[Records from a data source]
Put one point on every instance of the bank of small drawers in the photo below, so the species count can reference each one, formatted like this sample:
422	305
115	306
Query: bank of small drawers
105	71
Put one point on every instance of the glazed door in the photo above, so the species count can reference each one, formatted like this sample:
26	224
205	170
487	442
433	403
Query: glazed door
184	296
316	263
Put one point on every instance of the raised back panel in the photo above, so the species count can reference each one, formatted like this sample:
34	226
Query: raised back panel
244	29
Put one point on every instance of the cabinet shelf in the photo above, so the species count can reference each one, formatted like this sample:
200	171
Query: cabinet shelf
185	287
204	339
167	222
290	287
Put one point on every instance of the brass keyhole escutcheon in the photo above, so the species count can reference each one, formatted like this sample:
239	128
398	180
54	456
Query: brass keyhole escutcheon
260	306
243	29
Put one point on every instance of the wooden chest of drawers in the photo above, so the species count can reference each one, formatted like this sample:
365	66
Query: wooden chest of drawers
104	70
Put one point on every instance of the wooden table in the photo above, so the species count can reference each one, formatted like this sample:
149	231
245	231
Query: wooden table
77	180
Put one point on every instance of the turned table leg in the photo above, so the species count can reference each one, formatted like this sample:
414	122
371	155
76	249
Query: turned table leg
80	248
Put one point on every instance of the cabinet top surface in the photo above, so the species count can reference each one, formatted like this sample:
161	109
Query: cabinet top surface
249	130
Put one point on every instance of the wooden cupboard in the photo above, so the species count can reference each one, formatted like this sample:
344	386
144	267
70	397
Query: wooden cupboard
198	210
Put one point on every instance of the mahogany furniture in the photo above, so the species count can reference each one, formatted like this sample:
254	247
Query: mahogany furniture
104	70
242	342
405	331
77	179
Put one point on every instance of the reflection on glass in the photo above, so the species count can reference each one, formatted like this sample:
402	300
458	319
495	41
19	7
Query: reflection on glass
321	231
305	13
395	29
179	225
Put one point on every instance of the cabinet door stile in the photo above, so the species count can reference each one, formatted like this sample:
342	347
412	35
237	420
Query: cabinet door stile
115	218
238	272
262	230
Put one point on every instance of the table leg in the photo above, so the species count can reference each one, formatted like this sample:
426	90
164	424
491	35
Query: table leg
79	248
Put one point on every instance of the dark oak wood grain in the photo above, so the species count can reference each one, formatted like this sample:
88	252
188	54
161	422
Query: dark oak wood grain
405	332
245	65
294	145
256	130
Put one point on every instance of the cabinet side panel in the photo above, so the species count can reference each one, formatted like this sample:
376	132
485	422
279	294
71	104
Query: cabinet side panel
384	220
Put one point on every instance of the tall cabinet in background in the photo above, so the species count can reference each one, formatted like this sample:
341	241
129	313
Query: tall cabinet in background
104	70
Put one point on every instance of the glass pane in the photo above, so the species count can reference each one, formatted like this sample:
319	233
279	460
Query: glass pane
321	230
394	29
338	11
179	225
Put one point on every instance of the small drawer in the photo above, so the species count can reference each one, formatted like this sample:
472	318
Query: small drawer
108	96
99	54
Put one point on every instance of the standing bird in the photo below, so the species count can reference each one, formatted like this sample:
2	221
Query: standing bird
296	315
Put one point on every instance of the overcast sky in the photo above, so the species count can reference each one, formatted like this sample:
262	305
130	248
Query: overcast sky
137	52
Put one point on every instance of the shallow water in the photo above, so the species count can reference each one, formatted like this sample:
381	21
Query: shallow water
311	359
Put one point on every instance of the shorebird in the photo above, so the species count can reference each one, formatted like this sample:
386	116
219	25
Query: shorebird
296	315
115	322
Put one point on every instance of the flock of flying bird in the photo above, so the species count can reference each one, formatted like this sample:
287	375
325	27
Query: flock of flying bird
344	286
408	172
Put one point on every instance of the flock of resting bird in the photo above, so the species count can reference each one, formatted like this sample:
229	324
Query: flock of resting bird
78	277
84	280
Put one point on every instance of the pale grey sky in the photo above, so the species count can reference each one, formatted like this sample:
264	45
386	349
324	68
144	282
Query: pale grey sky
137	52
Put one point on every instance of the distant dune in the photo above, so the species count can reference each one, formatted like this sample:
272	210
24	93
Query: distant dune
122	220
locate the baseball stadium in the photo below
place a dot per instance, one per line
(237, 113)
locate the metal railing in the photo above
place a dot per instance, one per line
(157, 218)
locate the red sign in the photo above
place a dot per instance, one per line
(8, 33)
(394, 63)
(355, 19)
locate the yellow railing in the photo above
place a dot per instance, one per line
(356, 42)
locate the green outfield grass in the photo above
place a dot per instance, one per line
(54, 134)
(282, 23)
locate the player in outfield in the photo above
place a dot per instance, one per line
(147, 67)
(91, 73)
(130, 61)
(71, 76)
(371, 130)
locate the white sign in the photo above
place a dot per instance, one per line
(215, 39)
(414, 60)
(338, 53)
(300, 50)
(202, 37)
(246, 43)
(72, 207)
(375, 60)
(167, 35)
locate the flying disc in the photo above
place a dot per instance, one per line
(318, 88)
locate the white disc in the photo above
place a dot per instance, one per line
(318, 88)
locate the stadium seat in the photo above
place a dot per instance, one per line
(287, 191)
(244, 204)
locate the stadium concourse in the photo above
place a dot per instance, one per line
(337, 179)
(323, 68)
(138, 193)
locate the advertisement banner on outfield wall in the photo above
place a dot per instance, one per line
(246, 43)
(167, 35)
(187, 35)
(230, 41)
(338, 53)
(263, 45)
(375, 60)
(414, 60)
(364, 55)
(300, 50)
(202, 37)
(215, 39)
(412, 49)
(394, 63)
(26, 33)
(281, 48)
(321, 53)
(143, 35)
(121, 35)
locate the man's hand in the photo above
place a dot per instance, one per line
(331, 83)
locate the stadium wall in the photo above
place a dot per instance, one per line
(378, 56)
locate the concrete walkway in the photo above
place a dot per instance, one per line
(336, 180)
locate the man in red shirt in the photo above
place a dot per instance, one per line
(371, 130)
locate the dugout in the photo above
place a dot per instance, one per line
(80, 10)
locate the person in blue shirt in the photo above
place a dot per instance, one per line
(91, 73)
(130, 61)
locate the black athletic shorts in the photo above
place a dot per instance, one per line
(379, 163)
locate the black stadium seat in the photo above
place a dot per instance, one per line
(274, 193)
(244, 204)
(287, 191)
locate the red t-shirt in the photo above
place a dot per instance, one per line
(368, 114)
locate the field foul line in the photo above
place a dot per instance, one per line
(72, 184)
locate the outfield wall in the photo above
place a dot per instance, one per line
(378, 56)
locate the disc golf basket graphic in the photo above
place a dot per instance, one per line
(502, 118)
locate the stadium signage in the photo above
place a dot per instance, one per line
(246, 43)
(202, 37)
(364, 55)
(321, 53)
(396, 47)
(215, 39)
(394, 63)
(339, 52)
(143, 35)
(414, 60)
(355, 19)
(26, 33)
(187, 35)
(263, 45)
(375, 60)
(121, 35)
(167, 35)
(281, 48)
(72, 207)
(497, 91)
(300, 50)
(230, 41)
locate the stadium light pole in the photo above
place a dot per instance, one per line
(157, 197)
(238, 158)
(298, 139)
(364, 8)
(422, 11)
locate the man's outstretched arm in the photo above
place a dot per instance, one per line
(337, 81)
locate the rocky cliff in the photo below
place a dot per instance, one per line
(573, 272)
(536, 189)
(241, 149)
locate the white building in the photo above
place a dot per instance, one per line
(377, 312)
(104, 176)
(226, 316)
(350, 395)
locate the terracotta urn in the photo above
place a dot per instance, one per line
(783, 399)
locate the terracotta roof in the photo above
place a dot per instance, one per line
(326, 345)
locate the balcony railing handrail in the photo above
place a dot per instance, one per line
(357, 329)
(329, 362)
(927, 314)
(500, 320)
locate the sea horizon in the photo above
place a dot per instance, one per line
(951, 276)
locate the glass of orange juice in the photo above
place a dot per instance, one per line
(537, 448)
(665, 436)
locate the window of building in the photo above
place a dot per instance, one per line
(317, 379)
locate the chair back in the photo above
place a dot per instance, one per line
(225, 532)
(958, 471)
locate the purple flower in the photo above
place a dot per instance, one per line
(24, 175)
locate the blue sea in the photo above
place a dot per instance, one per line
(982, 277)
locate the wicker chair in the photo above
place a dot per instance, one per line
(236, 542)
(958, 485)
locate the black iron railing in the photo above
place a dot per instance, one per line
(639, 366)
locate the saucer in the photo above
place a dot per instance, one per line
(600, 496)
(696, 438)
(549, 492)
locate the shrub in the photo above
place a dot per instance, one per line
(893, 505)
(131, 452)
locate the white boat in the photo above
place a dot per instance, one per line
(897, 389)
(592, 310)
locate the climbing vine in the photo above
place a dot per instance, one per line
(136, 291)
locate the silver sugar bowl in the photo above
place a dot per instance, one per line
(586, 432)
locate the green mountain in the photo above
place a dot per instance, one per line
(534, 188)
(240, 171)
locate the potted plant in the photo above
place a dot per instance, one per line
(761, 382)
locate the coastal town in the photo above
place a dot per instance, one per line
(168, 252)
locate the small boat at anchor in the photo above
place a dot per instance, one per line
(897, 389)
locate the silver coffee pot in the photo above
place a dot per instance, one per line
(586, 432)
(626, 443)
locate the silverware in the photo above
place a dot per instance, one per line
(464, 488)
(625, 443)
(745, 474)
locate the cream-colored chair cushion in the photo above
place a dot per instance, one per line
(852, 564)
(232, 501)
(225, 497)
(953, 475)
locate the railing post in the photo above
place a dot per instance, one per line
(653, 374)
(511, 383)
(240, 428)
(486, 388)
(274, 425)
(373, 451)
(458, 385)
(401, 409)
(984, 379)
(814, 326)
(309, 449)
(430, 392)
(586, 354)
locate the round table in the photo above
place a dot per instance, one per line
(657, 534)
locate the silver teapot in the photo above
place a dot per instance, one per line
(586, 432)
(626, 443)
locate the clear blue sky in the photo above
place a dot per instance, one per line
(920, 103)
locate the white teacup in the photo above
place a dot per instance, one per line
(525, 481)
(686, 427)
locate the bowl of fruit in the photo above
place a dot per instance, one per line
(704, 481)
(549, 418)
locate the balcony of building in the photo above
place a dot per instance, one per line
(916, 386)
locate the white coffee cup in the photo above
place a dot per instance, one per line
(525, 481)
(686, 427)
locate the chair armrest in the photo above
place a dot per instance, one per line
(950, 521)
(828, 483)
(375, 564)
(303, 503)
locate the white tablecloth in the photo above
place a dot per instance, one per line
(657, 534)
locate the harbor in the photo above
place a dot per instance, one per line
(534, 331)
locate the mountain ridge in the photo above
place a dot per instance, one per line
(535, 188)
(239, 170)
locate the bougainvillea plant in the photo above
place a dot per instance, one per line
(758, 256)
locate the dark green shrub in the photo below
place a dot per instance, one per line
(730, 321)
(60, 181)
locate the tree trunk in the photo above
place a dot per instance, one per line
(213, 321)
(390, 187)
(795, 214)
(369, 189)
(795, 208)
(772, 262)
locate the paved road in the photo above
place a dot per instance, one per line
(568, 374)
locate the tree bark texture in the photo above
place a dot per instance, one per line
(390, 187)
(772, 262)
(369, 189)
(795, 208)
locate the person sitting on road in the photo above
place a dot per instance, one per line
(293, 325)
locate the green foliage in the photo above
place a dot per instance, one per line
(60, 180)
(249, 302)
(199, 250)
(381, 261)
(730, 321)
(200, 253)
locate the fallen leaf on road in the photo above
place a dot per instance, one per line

= What needs to be done =
Whenever the string "shrub" turns up in a line of the data, copy that line.

= Output of the exercise =
locate the shrub in the photo above
locate the dark green shrub in the photo below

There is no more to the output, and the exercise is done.